• [Problem details] Output the records that follow, keeping every line exactly as it is.

---+---

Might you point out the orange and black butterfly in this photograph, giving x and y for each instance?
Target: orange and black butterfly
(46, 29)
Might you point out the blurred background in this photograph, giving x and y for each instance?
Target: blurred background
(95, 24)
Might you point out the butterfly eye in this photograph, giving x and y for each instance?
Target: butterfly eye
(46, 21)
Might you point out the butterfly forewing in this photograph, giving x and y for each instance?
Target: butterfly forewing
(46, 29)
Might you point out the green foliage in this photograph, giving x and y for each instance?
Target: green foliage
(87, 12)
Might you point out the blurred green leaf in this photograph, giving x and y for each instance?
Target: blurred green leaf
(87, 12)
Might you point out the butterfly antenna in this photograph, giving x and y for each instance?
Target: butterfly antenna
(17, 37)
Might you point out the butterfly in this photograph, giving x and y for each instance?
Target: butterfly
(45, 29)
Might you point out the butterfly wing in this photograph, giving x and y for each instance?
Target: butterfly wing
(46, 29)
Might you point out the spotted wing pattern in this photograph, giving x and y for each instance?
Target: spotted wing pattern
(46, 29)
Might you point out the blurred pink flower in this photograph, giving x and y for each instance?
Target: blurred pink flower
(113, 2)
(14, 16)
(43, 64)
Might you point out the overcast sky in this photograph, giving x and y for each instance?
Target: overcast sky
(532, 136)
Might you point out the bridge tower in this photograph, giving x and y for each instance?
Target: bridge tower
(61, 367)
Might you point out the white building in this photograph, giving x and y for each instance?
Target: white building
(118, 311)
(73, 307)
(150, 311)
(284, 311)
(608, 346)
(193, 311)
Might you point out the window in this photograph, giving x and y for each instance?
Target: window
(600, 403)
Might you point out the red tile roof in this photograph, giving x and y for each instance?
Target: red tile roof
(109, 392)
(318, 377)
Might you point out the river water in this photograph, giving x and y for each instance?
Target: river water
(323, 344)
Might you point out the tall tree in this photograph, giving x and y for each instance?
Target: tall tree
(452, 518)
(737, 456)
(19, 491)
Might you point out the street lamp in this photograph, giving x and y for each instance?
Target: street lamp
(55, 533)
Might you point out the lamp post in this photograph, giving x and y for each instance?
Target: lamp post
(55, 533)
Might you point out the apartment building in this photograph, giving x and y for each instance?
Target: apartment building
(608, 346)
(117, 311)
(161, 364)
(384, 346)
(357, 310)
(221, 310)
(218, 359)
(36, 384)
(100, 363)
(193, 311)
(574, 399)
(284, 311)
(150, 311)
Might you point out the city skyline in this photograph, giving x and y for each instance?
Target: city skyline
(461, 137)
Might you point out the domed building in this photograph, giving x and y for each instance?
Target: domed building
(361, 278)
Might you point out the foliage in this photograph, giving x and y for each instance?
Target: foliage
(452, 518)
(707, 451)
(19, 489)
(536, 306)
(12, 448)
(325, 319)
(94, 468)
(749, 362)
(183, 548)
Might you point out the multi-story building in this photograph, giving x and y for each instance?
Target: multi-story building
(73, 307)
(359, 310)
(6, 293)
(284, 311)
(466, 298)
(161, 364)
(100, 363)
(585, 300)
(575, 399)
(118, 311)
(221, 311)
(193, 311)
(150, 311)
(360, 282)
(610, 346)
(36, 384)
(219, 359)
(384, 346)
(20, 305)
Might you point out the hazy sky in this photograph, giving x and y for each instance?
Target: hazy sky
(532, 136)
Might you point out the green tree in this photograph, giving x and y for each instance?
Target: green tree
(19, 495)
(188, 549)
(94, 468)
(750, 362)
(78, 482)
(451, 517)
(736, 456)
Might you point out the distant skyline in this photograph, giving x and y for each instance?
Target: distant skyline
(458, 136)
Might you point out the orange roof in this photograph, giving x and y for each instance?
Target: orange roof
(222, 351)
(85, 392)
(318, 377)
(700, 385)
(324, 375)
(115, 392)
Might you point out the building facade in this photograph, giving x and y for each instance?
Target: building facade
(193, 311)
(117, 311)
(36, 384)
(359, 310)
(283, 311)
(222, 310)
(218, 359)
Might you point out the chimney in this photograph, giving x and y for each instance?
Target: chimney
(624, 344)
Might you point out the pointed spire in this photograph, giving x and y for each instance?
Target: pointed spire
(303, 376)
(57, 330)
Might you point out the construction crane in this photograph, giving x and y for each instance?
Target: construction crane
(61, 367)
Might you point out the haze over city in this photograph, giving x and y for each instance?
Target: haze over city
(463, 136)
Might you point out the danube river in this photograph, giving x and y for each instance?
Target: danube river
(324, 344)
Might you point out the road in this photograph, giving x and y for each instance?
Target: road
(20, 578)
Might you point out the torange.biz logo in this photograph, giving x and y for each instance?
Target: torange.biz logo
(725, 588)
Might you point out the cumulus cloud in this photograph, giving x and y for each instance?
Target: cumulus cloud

---+---

• [The completed task]
Might you point out the orange and black butterfly in this photograph, giving x and y for each instance?
Target: orange and black butterfly
(46, 29)
Might you point out the blurred background in this photograph, giving x and y for each instance?
Target: blurred background
(95, 24)
Might you point out the butterfly eye in this photograph, giving x and y for each instance?
Target: butterfly eye
(46, 21)
Might you point out the butterfly forewing in this photograph, giving x and y for each instance?
Target: butterfly forewing
(46, 29)
Might you point out the green foliage in this photograph, giving x and y for each instance?
Target: green foliage
(87, 12)
Might you point out the blurred green leaf in this photograph, giving x and y for each instance?
Target: blurred green leaf
(87, 12)
Might you point out the butterfly antenna in this photograph, giving x and y for each instance?
Target: butterfly antenna
(17, 37)
Might you point out the butterfly in this photograph, giving x and y for each instance?
Target: butterfly
(45, 29)
Might you point out the butterfly wing in this photograph, giving x and y for each instance?
Target: butterfly wing
(46, 29)
Might you point out the spotted wing pattern in this photograph, giving x and y for each instance?
Target: spotted wing pattern
(46, 29)
Might you point out the blurred pink flower in this photograph, giving x and y for each instance?
Target: blurred pink flower
(113, 2)
(14, 16)
(43, 64)
Might you point out the overcast sky in this photograph, giving x and y for each instance?
Target: overcast sky
(532, 136)
Might you point out the bridge tower in this photograph, giving x and y for each instance?
Target: bridge tower
(61, 367)
Might you point out the white building in this photograph, giving x and y for each instance?
Target: white building
(118, 311)
(73, 307)
(150, 311)
(284, 311)
(608, 346)
(193, 311)
Might you point out the window in this photograph, giving x and y for each instance?
Target: window
(600, 403)
Might you point out the red tile roof in this photograph, giving x and y for each instance?
Target: red tile roof
(109, 392)
(318, 377)
Might you point out the river water in this photograph, giving x and y for each instance?
Target: river water
(323, 344)
Might you point out the tall tree in this photograph, giving x and y for each instance?
Target: tall tree
(452, 518)
(737, 456)
(19, 491)
Might you point out the street lamp in this photograph, giving x and y for each instance?
Target: street lamp
(55, 533)
Might you point out the lamp post in this photograph, giving x and y for each instance?
Target: lamp post
(55, 533)
Might you point out the apartment building in this photograph, giving x and y for each instance?
Target: apartment building
(608, 346)
(117, 311)
(161, 364)
(384, 346)
(357, 310)
(221, 310)
(218, 359)
(36, 384)
(100, 363)
(193, 311)
(574, 399)
(284, 311)
(150, 311)
Might you point out the city skyline in this photograph, giving x and y for each instance?
Target: city skyline
(461, 137)
Might you point out the domed building in this photograph, giving x and y for each instance?
Target: domed building
(361, 278)
Might you point out the foliage in this photograph, giving x and y for each instance?
Target: foliage
(452, 518)
(707, 451)
(19, 489)
(536, 306)
(12, 448)
(325, 319)
(94, 468)
(749, 362)
(183, 548)
Might you point out the multi-story building in this photograph, giving x and y for each instance?
Target: multi-story building
(73, 307)
(359, 310)
(6, 293)
(284, 311)
(466, 298)
(161, 364)
(100, 363)
(585, 300)
(575, 399)
(118, 311)
(221, 311)
(193, 311)
(150, 311)
(360, 282)
(610, 346)
(36, 384)
(219, 359)
(384, 346)
(20, 305)
Might you point out the hazy sky in this photograph, giving x and y for each instance?
Target: hazy sky
(532, 136)
Might you point out the green tree in this photograph, giving x and y for each instance?
Target: green tree
(19, 495)
(188, 549)
(94, 468)
(750, 362)
(78, 482)
(451, 517)
(736, 456)
Might you point out the distant skyline in this photograph, giving x and y for each instance?
Target: distant skyline
(458, 136)
Might you point out the orange roof in this photograph, giving x and y for each instance?
Target: orange roof
(222, 351)
(85, 392)
(318, 377)
(700, 385)
(324, 375)
(115, 392)
Might you point out the building facade in this photograph, giving x and y for each instance?
Target: building facade
(193, 311)
(117, 311)
(36, 384)
(359, 310)
(283, 311)
(222, 310)
(218, 359)
Might you point out the chimney in this photograph, giving x and y for each instance?
Target: chimney
(624, 344)
Might you point out the pointed spire in this photograph, giving x and y for each instance?
Target: pointed spire
(303, 376)
(57, 330)
Might you point out the construction crane in this photograph, giving x and y for each instance?
Target: construction crane
(61, 367)
Might you point out the haze over city in this photograph, giving x and y for each instance?
Target: haze over city
(463, 136)
Might you point out the danube river in this photograph, giving x and y for each instance?
Target: danube river
(324, 344)
Might you point out the road in this photograph, giving x and y for each instance?
Target: road
(20, 578)
Might you point out the torange.biz logo in this photograph, giving x and y for each instance?
Target: torange.biz logo
(725, 588)
Might you point out the cumulus cloud in this photograph, giving x and y for each instance?
Target: cumulus cloud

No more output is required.